PROBLEM A:
In the passage below about the empty new buildings, why does the writer call the glass edifices monuments of a national binge? Answer in one to three sentences.
PROBLEM B:
Continue the passage below about the empty new buildings, picking up after its final sentence.

DOCUMENT EXCERPT:
——————

Buildings reflective, orderly, tidy: landscaped with fabulously colored flowers, prickly succulents, willowy grasses and rows of upright young trees, water fountains, and little pocket parks unpopulated with humans. Amidst this constructed urban paradise were rows of empty benches.

A wine bar, with outdoor seating, was open on a corner. And not a single person occupied any seat.

A great concept, a superb image, a winking nod to richness, that’s what they built around here.

Those great hypes, of 2004 and 2005: the unlimited prosperity, the exploding stock market, the cheap money, the hustle and con of the hucksters who sold America real estate, stocks, derivatives, credit. These empty, fresh, unfilled, immaculate, twinkling edifices of glass, these are tactile creations and hard monuments of a false and corrupt national binge. Blessed by tax breaks and corporate lies. Unpunished by Washington. Unconscionable billions for bail outs.

——————

DATASET ROWS:
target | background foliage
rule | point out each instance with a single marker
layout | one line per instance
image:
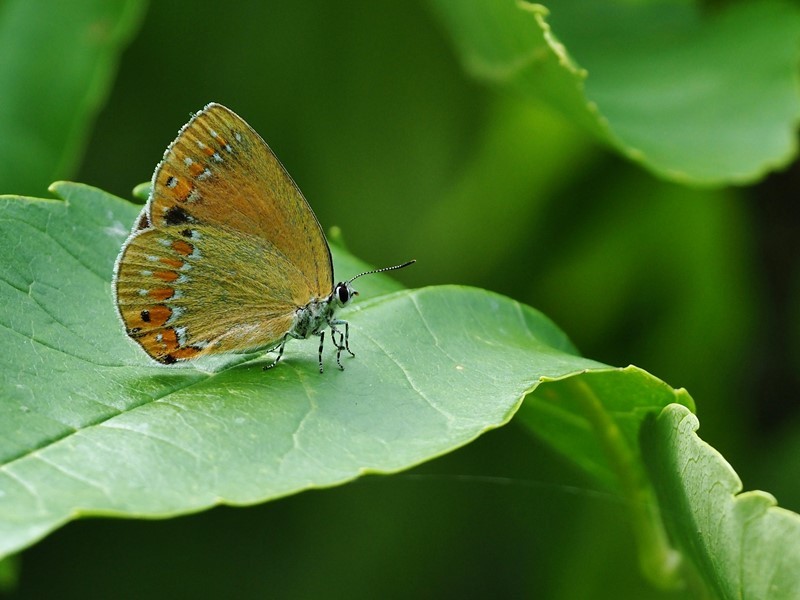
(393, 135)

——————

RIGHT ANSWER A:
The writer sees them as products of the hype of 2004 and 2005: belief in unlimited prosperity, an exploding stock market, cheap money, and hucksters selling real estate, stocks, derivatives and credit. Because that boom was false and corrupt, the empty, immaculate buildings it produced stand as hard, tactile monuments to it.

RIGHT ANSWER B:
Now these resplendent, lustrous buildings sit here, underused and unfulfilled, their once loud voices and enthusiastic promises of urban excitement, muted.

This is just one district of downtown Los Angeles: a great glassy area of spacious, broad streets and tall, unspoiled, spotless, reflective vertical condominiums.

Like everything in this city, it starts out young and full-of-promise.